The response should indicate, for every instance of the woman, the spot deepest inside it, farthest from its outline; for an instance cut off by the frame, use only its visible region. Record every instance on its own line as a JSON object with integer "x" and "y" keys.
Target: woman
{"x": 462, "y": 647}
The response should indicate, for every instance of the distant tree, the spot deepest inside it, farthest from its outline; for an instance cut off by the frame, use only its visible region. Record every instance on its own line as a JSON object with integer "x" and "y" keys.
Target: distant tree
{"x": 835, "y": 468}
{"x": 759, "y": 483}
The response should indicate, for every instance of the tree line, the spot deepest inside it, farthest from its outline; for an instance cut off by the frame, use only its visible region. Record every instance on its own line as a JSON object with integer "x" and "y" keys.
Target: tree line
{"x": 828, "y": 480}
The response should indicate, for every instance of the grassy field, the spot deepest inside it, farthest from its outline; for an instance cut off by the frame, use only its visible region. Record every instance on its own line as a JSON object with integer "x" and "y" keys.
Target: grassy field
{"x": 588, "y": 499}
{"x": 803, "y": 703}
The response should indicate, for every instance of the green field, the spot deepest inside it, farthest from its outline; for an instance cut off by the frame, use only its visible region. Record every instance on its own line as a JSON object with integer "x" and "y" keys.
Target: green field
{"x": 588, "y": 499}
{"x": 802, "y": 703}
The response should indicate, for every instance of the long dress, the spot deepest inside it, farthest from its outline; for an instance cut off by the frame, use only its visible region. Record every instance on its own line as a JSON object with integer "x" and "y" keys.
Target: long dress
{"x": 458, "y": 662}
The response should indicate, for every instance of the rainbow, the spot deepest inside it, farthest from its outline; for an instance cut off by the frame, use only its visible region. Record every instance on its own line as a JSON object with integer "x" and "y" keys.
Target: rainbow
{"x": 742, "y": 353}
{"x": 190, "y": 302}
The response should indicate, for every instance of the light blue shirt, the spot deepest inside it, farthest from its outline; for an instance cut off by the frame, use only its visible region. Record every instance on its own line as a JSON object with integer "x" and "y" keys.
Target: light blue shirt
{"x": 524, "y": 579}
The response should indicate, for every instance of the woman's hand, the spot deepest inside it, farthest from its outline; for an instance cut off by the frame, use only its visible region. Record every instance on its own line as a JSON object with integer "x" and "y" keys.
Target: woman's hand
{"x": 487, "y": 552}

| EXERCISE AIM |
The response should reproduce every entry above exactly.

| PROBLEM SOLUTION |
The response should indicate, for every instance of the woman, the spot deepest inside it, farthest from its outline; for an instance cut off by the frame, use only its visible region. Record every instance on its own line as a JSON object with integer "x" and "y" keys.
Target: woman
{"x": 462, "y": 647}
The response should indicate, for every instance of the distant tree, the spot deepest inside it, farthest from its outline; for an instance cut off by the frame, use only its visible region. Record every instance on its own line as a JSON object with integer "x" and "y" keys.
Target: distant tree
{"x": 835, "y": 468}
{"x": 759, "y": 483}
The response should indicate, for every instance of the tree line, the spot deepest inside it, farthest from its outline; for an instance cut off by the frame, use only its visible region. Record every instance on its own line as a JSON object with integer "x" and "y" keys.
Target: tree line
{"x": 828, "y": 480}
The response should indicate, for every instance of the grassy field, the spot deepest inside it, farthest from its outline; for an instance cut off by the frame, use only its visible region. Record every instance on its own line as a JSON object with integer "x" and "y" keys.
Target: grassy field
{"x": 588, "y": 499}
{"x": 803, "y": 703}
The response should indicate, for every instance of the green field, the spot deepest inside it, farthest from its outline; for an instance cut off by the frame, use only its visible region. Record every instance on its own line as a JSON object with integer "x" and "y" keys.
Target: green field
{"x": 588, "y": 499}
{"x": 802, "y": 703}
The response should indicate, for every instance of the long dress, the spot deepest inside it, farthest from its outline; for an instance cut off by the frame, use only its visible region. Record every instance on its own line as a JSON object with integer "x" and "y" keys.
Target: long dress
{"x": 458, "y": 662}
The response should indicate, for every instance of the rainbow, the spot deepest inside it, farthest from its outline; for an instance cut off by the frame, use only its visible region. Record every instance on its own line as a JSON object with integer "x" and "y" keys.
Target: rainbow
{"x": 742, "y": 353}
{"x": 190, "y": 302}
The response should indicate, for every instance of the light blue shirt, the spot deepest inside it, farthest from its outline; for an instance cut off by the frame, use only its visible region. Record every instance on its own line as a JSON object with integer "x" and "y" keys.
Target: light blue shirt
{"x": 524, "y": 579}
The response should indicate, for every instance of the woman's hand, the spot deepest inside it, farthest from its outline; for an instance cut off by the frame, use only its visible region. Record every instance on its own line as a JSON object with integer "x" and "y" keys.
Target: woman's hand
{"x": 487, "y": 552}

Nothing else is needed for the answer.